── Article ──
This is a series of five blog posts on Self-Directed Learning (SDL), which has become somewhat of a vogue term in the present educational context. For example, the Partnership for 21st Century Skills identified SDL as one of the life and career skills necessary to prepare students for post-secondary education and the workforce.
In the previous post, an Evidence-based Pedagogic Framework for developing SDL was established (he says hopefully).
In this third post, the methodology for the systematic infusion and facilitation of metacognitive strategies is outlined and illustrated.An Infusion Model for Metacognitive Strategies
Veenman (1998), in reviewing the literature, identified three fundamental principles that are necessary for successful metacognitive instruction:
- embedding metacognitive instruction in the content matter to ensure connectivity,
- informing learners about the usefulness of metacognitive activities to make them exert the initial extra effort, and
- prolonged training to guarantee the smooth and maintained application of metacognitive activity.
He suggests following the WWW & H rule (What to do, When, Why, and How) in implementing these principles (p.9). I have developed the following design model and heuristics that can help guide this process:
In conducting a curriculum review, first identify the important learning outcomes that require metacognitive and cognitive activity (e.g., critical thinking skills), and when and where they are taught in the curriculum. You may need to re-write certain learning outcomes to make these ‘thinking skills’ explicit. This provides the guide for introducing specific strategies that will aid students in developing such skills. Invariably, metacognition runs throughout the learning process and needs to be taught early in the program.
What Students Need
To become more self-directed in their learning, students need to be able to:
- Develop Metacognitive Capability
- Thoughtfully use Cognitive Learning Strategies and Skills
- Motivate themselves to use this capability and skill sets
However such competence requires students to have a clear understanding of what this entails in terms of the strategies and skills involved and how they work, in order to use them effectively as tools for learning. There is often an assumption that thinking is simply common sense. Well, even if it is, and I don’t think it is, it’s not that common.
Thinking was not something I learned from my 15,000 hours at school, which is the approximate number of hours we spend at school according to Rutter et al (1982). Also, my teachers can be easily forgiven, if Wagner’s (2010) conclusion is correct:
In schools, critical thinking has long been a buzz phrase. Educators pay lip service to its importance, but few can tell me what they mean by the phrase or how they teach and test it... (p.16)
For the most part, teachers haven’t been trained to teach students how to think. (xxiv)
Hence, while metacognition and cognitive (thinking) skills have high impact on student attainment, Ambrose (2010) notes:
Unfortunately, these metacognitive skills tend to fall outside the content area of most courses, and consequently they are often neglected in instruction. (p.191)
What is Good Thinking?
In the first post, I made reference to the importance of Good Thinking as a key underpinning competence for SDL. While Metacognition is an essential part of good thinking, there is also the rest of thinking. If metacognition can be referred to as ‘thinking about thinking’, then what is thinking?
───
* What this task involves
Can you repeat the blog post beginning at the words "For the most" and stopping after "is Good Thinking?", swapping "instruction" for "teaching"? The rows that come next are drawn from a different source.
── Recorded information ──
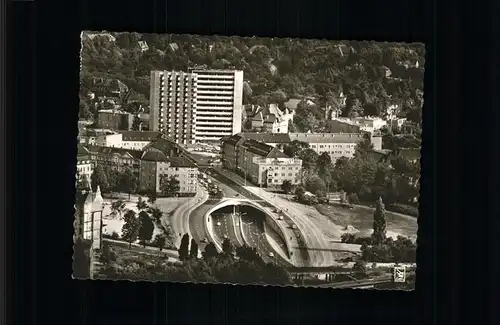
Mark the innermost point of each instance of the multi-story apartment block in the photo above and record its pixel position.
(84, 164)
(114, 119)
(335, 144)
(159, 158)
(173, 104)
(138, 140)
(270, 118)
(109, 140)
(116, 159)
(266, 165)
(230, 145)
(219, 103)
(132, 140)
(88, 216)
(156, 167)
(200, 105)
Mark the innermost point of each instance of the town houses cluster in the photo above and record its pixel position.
(205, 106)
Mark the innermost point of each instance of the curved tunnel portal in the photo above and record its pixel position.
(244, 224)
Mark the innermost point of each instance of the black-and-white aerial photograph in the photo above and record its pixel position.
(267, 161)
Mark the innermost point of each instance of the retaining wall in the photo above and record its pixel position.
(269, 220)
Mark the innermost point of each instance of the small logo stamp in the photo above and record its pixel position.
(400, 274)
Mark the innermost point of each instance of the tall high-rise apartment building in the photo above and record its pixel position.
(207, 102)
(173, 105)
(219, 103)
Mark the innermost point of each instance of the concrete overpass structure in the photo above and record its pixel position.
(272, 220)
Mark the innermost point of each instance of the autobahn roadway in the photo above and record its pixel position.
(255, 235)
(197, 221)
(313, 240)
(356, 284)
(233, 184)
(197, 216)
(223, 226)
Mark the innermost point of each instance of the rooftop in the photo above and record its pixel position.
(262, 149)
(140, 135)
(327, 137)
(233, 140)
(164, 145)
(266, 137)
(181, 162)
(112, 111)
(135, 154)
(154, 156)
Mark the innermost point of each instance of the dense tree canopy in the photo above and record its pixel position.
(371, 75)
───
* Response below
For the most part, teachers haven’t been trained to teach students how to think. (xxiv)
Hence, while metacognition and cognitive (thinking) skills have high impact on student attainment, Ambrose (2010) notes:
Unfortunately, these metacognitive skills tend to fall outside the content area of most courses, and consequently they are often neglected in teaching. (p.191)
What is Good Thinking?